§ WHAT YOU ARE ASKED TO DO
Convert the rows below into a Markdown table with the columns Number and Line, starting at the line that contains "For each instance of the light" and continuing through the last line of the rows. Leave out blank lines and the pictures.

§ EXTRACTED ENTRIES

□ □ □

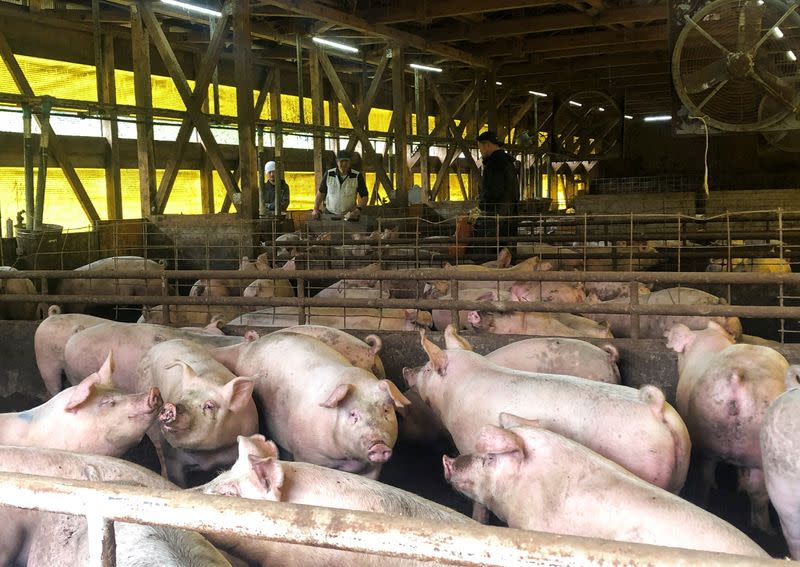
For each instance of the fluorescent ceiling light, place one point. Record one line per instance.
(193, 8)
(658, 118)
(425, 68)
(334, 44)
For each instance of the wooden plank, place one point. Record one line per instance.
(354, 22)
(203, 78)
(192, 108)
(58, 153)
(366, 143)
(369, 99)
(401, 172)
(143, 91)
(243, 73)
(317, 115)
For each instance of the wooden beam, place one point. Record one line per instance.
(55, 147)
(317, 115)
(243, 72)
(203, 78)
(550, 23)
(321, 12)
(423, 10)
(366, 143)
(192, 108)
(402, 174)
(143, 91)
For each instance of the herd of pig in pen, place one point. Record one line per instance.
(290, 380)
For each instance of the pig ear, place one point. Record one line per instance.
(107, 370)
(679, 337)
(436, 355)
(398, 398)
(496, 441)
(337, 396)
(268, 476)
(82, 391)
(239, 392)
(453, 340)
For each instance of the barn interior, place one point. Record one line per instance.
(656, 147)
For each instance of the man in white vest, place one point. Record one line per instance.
(343, 191)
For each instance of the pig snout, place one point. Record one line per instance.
(447, 463)
(168, 414)
(379, 453)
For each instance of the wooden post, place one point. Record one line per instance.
(421, 99)
(140, 41)
(317, 116)
(402, 174)
(243, 63)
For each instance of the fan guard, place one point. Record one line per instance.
(728, 58)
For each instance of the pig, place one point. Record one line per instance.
(318, 406)
(654, 326)
(19, 286)
(92, 417)
(537, 324)
(723, 391)
(123, 286)
(259, 475)
(50, 340)
(86, 350)
(560, 356)
(206, 407)
(636, 429)
(363, 354)
(780, 445)
(20, 531)
(535, 479)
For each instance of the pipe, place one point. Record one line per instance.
(361, 532)
(43, 155)
(27, 159)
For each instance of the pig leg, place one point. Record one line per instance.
(759, 501)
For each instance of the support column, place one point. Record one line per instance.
(140, 40)
(402, 174)
(243, 70)
(421, 99)
(317, 116)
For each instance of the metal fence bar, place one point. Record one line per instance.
(361, 532)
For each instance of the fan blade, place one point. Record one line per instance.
(750, 21)
(705, 78)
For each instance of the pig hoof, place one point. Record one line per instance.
(379, 453)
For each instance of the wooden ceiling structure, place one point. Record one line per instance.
(492, 53)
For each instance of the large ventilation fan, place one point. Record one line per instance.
(735, 64)
(588, 125)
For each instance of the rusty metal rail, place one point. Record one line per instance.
(361, 532)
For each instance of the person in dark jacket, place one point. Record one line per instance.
(498, 193)
(268, 190)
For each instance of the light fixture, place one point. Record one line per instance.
(428, 68)
(193, 8)
(334, 44)
(658, 118)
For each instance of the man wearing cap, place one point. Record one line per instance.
(268, 190)
(343, 190)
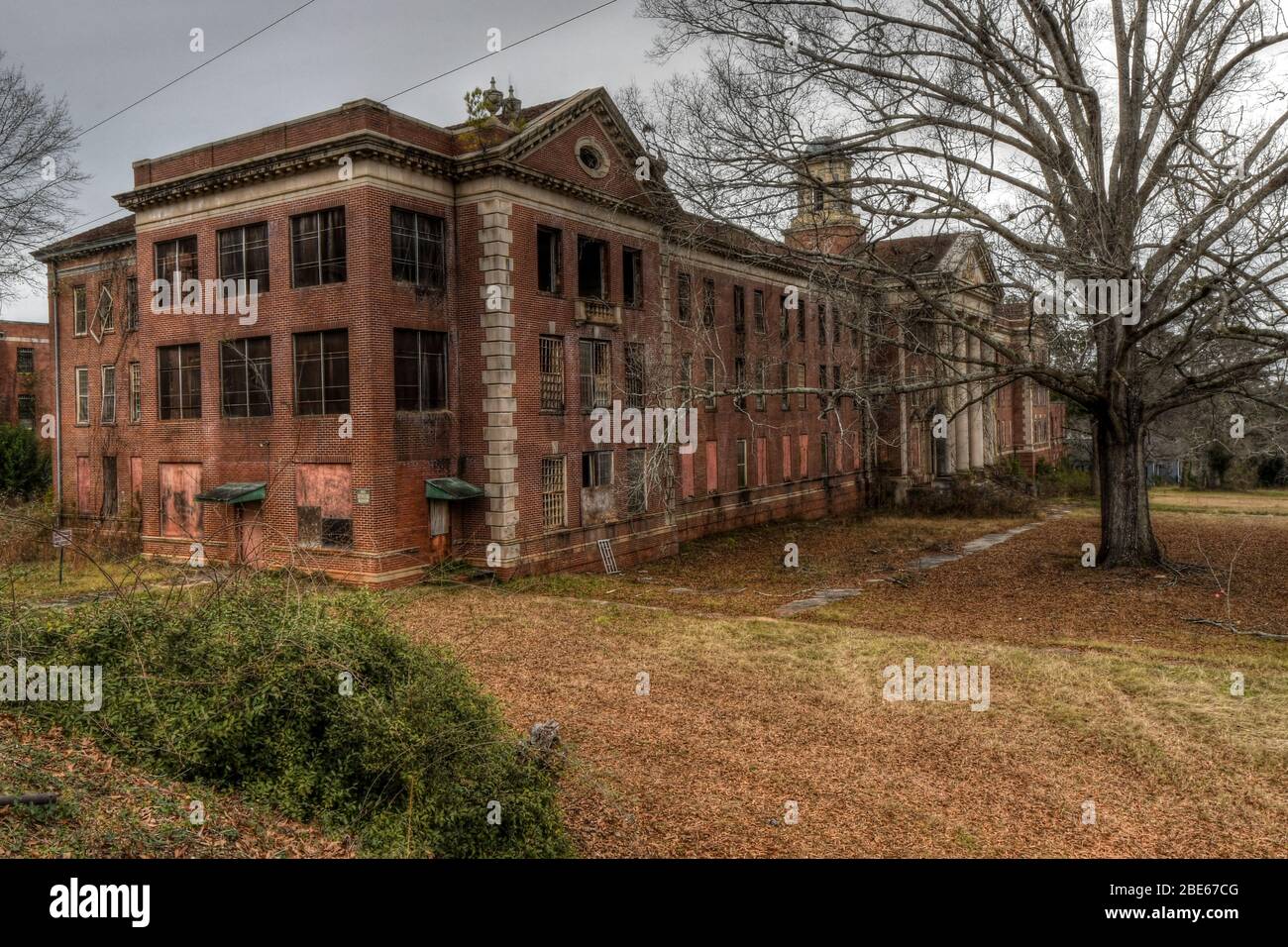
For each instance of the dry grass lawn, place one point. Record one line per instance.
(1100, 692)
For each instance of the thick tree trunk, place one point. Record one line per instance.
(1126, 534)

□ □ □

§ RIGHT ANSWER
| Number | Line |
|---|---|
| 1 | For each instance of the light fixture, place one point. Record one line per instance. |
| 2 | (428, 68) |
| 3 | (193, 8) |
| 4 | (334, 44) |
| 5 | (658, 118) |
| 6 | For each instance of the man wearing cap, place one point. Record one line per instance. |
| 7 | (268, 190) |
| 8 | (343, 190) |
| 9 | For each instance of the dry grass lawn, place one point. Record one line per instance. |
| 10 | (1100, 692) |
| 11 | For each instance of the thick tree trunk, place one point. Record one line per instance. |
| 12 | (1126, 534) |